The Irish Nurses and Midwives Organisation is to ballot members for strike action if they do not secure substantial improvements in their pay.

Delegates at the INMO's annual conference in Cork voted unanimously to back a motion mandating the executive council to ballot members on whatever proposals emerge from a Public Service Pay Commission review of recruitment and retention issues in nursing and midwifery which is due next month, and from subsequent negotiations with the Department of Public Expenditure and Reform.

If members reject that outcome, the union will immediately ballot for industrial action up to and including strike action.

The motion also voiced concern about a Public Service Pay Commission survey of nurses and midwives which was carried out without consultation with the INMO, and in which only one question out of 44 focused on pay.

During the debate, delegates complained that nurses starting on €28,700 were the lowest paid professional grade in the public service.

They also voiced anger about earning less than allied health professionals like physiotherapists, who also have a shorter working week.

INMO President Martina Harkin Kelly said the narrative had been that they were "good girls, great little girls, lovely cailíns" - but they could not live on admiration, as it does not pay the bills.

General Secretary Phil Ní Sheaghdha was applauded when she told delegates that the Government would have to make provision in the estimates later this year to correct the nursing pay anomaly across the scale.

She also rejected suggestions that granting pay rises to nurses and midwives to address the recruitment and retention issue would trigger knock on claims.

▸ Entries shown:
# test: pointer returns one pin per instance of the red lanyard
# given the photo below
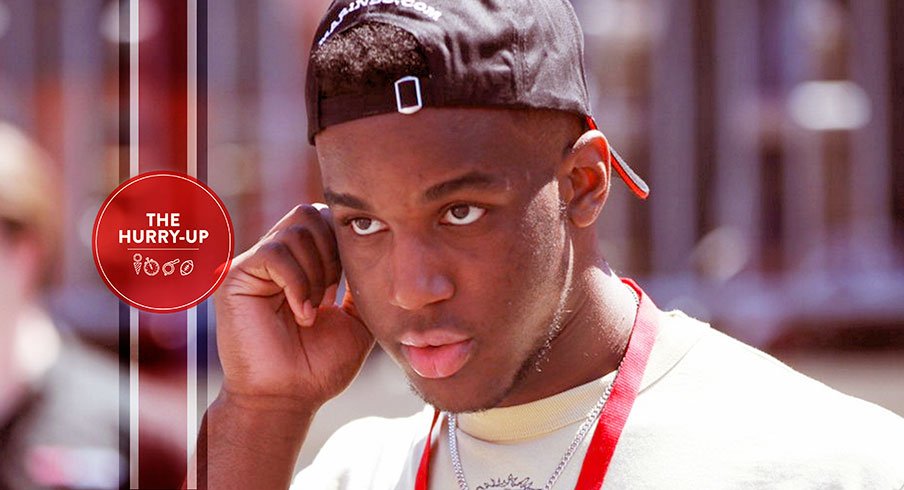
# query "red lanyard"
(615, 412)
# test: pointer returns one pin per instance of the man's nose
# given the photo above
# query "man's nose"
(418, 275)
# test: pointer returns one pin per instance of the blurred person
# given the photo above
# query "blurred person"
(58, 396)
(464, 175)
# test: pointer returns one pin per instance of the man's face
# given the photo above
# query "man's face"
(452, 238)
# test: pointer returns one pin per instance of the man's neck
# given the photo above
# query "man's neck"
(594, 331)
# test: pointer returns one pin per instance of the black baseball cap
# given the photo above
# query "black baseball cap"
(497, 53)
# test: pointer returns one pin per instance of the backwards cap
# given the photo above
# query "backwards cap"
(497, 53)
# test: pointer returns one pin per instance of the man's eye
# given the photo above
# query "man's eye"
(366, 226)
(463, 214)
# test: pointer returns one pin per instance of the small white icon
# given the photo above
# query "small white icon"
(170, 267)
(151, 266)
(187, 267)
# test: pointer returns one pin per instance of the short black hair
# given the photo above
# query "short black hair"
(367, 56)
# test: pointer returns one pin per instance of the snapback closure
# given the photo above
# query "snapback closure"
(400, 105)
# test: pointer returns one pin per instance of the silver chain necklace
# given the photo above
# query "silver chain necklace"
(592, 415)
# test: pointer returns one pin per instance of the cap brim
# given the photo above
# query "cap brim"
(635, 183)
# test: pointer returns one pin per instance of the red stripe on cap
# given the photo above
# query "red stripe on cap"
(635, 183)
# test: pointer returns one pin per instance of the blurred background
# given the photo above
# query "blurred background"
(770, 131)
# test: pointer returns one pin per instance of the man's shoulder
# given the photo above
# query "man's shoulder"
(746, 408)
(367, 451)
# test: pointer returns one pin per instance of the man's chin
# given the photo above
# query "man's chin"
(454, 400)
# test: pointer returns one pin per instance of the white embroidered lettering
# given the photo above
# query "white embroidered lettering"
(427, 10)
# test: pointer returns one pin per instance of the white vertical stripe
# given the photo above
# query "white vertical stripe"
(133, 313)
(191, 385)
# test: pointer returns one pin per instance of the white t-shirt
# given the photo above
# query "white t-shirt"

▸ Tasks to complete:
a) In the article on nurses' pay, what starting salary did delegates say nurses receive?
b) Transcribe everything in the article on nurses' pay from "During the debate, delegates" down to "pay the bills.".
The records have nothing to do with the article on nurses' pay.

▸ Activity answers:
a) Nurses start on €28,700.

b)
During the debate, delegates complained that nurses starting on €28,700 were the lowest paid professional grade in the public service.

They also voiced anger about earning less than allied health professionals like physiotherapists, who also have a shorter working week.

INMO President Martina Harkin Kelly said the narrative had been that they were "good girls, great little girls, lovely cailíns" - but they could not live on admiration, as it does not pay the bills.